Because of these risks, the FDA decided in September of 2010 that Avandia would no longer be available for use in all patients. After that decision, Avandia was removed from all pharmacies and can now only be dispensed by mail order pharmacies that are registered under a specific program. Patients that were taking Avandia prior to September of 2010 could remain on the medication, as long as it was benefitting them and they and their doctor were aware of the heart risks. Only patients that are unable to control their diabetes with other medications, including Actos, will be allowed to start on Avandia now, and the doctor will have to provide documentation of this. The patient must also acknowledge that they are aware of the risks of heart attack involved with taking Avandia.
Who should not take Avandia: Any patient starting on Avandia must be completely aware of the risks involved, including the possible increased risk of a heart attack and death. Patients with certain stages of heart failure should absolutely not take Avandia, and if you have any history of heart problems you need to make your doctor aware of these so that they can fully evaluate if Avandia is right for you.
Drug interactions: Avandia does interact with certain medications including the cholesterol medications fenofibrate and gemfibrozil, thyroid medications, and the heart medication amiodarone. Over-the-counter medications glucosamine, licorice, and ginseng also interact with Avandia. I have not included all medications in this list, only some of the most commonly used, so always talk to your local doctor or pharmacist regarding any medication interactions.
Monitoring: As always, you will have to monitor your blood sugars daily and your doctor will watch your A1c. If you are taking Avandia, you need to watch for signs of heart failure. If you start to have swelling (fluid buildup), trouble breathing, or sudden weight gain, contact your doctor immediately. You should also be watching for nausea and vomiting, decreased appetite, stomach pain, excessive tiredness, and any yellowing of the skin or the whites of your eyes.

Data for analysis:
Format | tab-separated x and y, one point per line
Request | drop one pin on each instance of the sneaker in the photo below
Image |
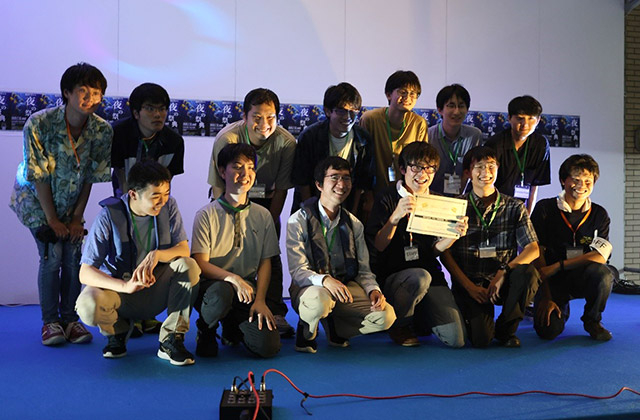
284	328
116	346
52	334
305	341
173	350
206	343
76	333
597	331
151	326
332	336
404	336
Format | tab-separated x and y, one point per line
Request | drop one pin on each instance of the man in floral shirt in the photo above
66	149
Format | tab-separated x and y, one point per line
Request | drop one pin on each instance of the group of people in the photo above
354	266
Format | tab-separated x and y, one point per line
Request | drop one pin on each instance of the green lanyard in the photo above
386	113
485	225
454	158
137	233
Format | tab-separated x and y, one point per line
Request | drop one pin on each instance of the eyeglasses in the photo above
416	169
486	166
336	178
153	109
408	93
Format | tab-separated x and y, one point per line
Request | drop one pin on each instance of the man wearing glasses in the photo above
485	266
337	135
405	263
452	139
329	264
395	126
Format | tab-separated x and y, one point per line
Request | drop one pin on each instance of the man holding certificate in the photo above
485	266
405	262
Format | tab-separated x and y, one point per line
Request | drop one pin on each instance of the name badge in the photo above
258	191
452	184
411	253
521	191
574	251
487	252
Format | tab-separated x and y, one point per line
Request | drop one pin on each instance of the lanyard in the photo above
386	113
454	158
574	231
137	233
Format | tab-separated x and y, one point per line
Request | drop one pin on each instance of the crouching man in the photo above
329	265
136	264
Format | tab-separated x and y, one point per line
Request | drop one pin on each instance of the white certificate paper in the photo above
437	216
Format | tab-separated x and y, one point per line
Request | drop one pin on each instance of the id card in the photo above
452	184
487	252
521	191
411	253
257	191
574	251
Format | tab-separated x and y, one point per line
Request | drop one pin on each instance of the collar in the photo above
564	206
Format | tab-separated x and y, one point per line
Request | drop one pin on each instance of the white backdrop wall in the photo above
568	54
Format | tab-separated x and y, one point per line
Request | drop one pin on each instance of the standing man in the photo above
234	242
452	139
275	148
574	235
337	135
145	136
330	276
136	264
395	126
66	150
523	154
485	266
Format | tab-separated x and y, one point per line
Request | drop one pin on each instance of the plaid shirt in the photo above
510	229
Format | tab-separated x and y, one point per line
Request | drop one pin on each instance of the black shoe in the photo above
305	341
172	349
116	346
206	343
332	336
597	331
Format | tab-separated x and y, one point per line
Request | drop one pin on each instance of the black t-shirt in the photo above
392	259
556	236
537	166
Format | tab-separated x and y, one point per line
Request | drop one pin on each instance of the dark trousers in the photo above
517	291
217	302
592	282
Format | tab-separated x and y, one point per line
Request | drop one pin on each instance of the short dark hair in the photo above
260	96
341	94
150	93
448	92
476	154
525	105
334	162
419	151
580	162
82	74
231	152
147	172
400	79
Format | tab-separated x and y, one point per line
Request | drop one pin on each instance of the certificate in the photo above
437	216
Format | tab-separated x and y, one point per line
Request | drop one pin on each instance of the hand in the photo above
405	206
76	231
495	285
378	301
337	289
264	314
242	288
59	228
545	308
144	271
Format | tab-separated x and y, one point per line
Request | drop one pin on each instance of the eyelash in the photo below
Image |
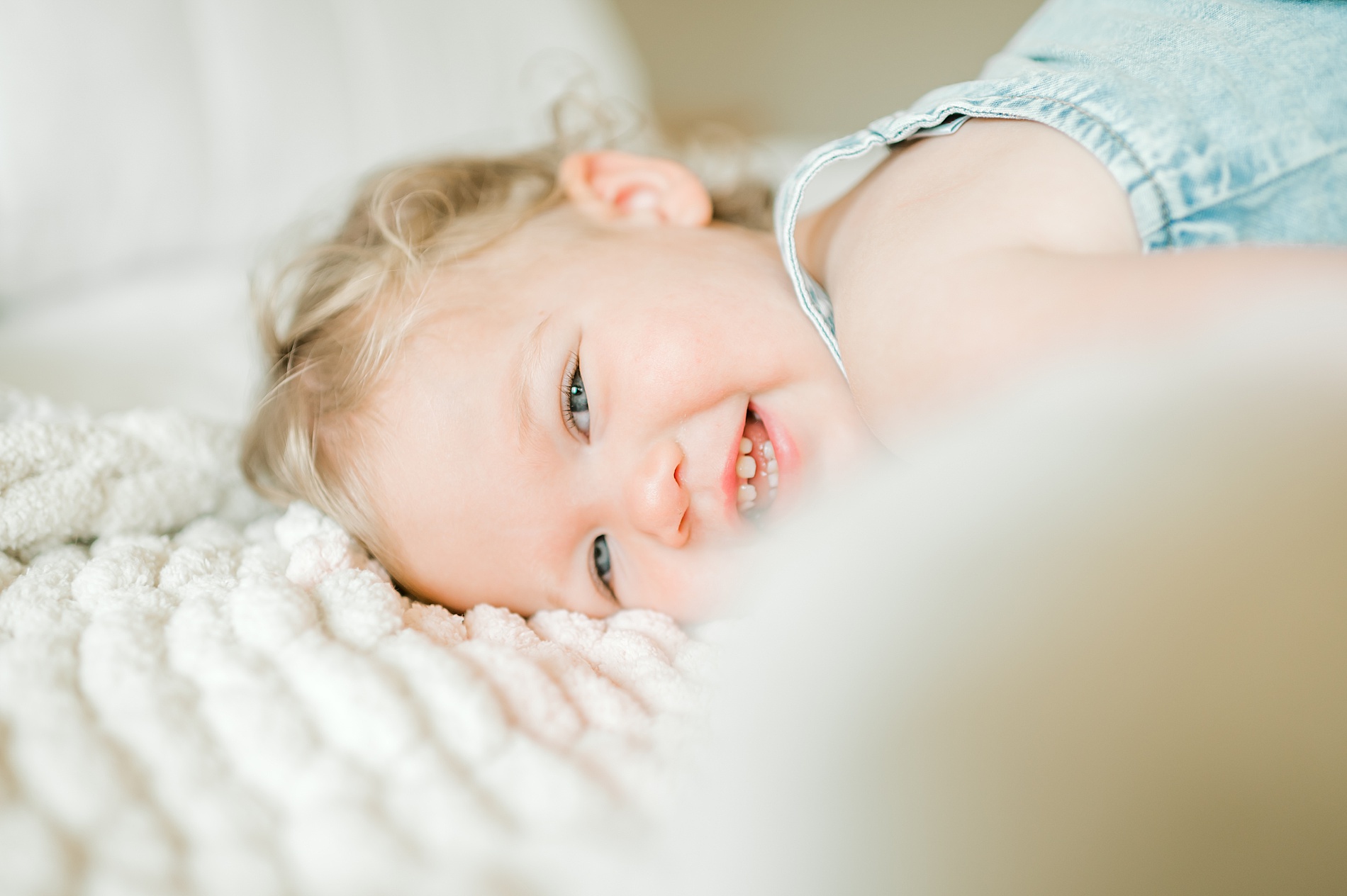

--

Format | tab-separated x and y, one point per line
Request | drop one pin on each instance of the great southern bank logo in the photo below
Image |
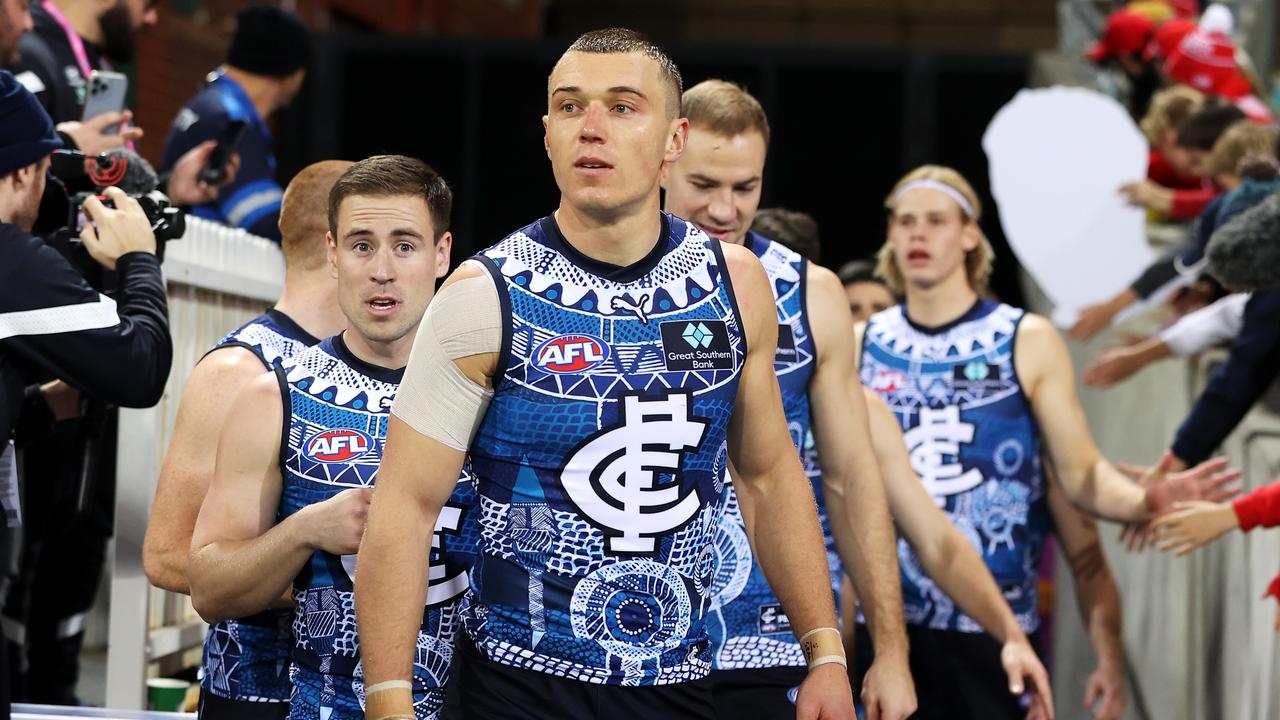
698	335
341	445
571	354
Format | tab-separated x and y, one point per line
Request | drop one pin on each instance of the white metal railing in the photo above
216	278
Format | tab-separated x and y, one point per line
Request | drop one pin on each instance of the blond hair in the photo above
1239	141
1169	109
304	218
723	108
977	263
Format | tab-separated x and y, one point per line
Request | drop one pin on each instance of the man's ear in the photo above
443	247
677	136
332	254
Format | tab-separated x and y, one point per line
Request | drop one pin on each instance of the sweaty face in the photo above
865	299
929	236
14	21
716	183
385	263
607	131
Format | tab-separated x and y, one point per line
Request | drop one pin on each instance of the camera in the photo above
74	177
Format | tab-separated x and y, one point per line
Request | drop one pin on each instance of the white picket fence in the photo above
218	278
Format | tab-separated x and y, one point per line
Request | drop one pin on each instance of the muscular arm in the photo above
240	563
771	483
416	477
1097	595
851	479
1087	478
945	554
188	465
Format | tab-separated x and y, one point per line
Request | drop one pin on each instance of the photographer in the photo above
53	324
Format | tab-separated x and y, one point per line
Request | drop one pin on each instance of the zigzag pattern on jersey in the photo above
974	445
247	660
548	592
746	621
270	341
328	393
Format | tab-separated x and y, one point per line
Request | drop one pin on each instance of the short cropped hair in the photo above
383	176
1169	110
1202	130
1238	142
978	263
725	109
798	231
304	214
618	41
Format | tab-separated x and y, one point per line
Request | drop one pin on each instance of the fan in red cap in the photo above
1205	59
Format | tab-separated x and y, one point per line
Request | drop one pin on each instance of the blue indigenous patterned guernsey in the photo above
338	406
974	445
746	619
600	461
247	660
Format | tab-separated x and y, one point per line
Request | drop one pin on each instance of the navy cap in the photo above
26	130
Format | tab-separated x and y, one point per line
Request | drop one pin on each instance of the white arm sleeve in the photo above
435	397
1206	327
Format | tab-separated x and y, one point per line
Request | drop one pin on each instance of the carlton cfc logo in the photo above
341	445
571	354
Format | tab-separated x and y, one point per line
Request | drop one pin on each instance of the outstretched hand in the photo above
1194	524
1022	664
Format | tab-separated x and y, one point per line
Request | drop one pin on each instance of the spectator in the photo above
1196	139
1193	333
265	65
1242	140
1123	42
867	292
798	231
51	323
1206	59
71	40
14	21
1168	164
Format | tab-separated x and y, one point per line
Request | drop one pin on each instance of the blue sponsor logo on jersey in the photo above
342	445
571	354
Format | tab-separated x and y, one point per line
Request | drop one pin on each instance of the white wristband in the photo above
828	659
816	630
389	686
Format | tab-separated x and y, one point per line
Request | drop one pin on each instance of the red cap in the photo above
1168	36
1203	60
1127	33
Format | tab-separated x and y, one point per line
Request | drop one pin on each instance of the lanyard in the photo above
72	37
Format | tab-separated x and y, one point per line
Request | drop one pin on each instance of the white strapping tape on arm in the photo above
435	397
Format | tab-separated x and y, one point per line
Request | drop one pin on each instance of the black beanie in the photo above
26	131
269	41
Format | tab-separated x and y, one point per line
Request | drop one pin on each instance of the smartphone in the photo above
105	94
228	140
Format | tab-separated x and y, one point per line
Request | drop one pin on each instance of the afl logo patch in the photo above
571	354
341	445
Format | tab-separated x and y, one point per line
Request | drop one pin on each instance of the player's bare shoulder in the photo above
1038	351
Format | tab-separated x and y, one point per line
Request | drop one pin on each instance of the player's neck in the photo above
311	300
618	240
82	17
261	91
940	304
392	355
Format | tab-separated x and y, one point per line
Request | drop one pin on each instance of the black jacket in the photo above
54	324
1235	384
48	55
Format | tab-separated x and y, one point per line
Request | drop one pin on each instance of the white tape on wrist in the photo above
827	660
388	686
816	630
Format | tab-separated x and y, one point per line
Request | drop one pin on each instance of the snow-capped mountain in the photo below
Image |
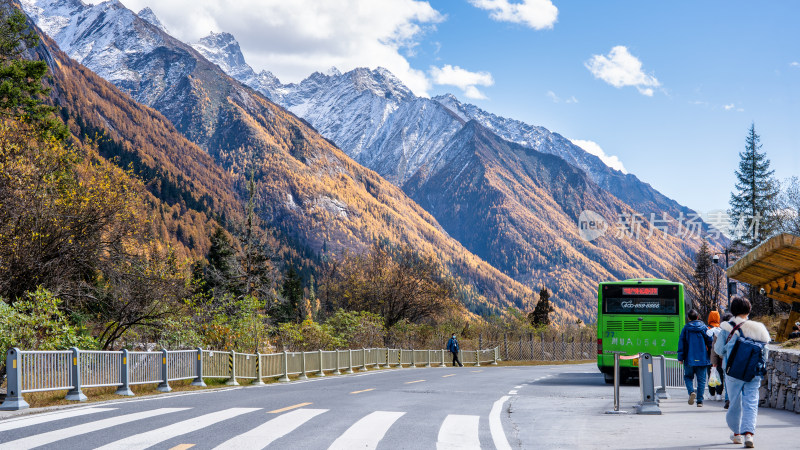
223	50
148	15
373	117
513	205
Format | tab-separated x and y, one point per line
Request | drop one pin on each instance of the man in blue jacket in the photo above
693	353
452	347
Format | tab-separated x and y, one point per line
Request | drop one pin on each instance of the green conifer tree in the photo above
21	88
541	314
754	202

Work to complete:
1: Write out the passage of the Avandia reading from "Because of these" to "with taking Avandia.", word for word.
2: Answer these questions from the Avandia reading.
(a) In what month and year did the FDA decide that Avandia would no longer be available for use in all patients?
(b) Which heart medication does the reading name as interacting with Avandia?
(c) What three signs of heart failure call for contacting a doctor immediately?
The records have nothing to do with this work.

Responses per task:
1:
Because of these risks, the FDA decided in September of 2010 that Avandia would no longer be available for use in all patients. After that decision, Avandia was removed from all pharmacies and can now only be dispensed by mail order pharmacies that are registered under a specific program. Patients that were taking Avandia prior to September of 2010 could remain on the medication, as long as it was benefitting them and they and their doctor were aware of the heart risks. Only patients that are unable to control their diabetes with other medications, including Actos, will be allowed to start on Avandia now, and the doctor will have to provide documentation of this. The patient must also acknowledge that they are aware of the risks of heart attack involved with taking Avandia.

2:
(a) September 2010
(b) Amiodarone
(c) Swelling (fluid buildup), trouble breathing, and sudden weight gain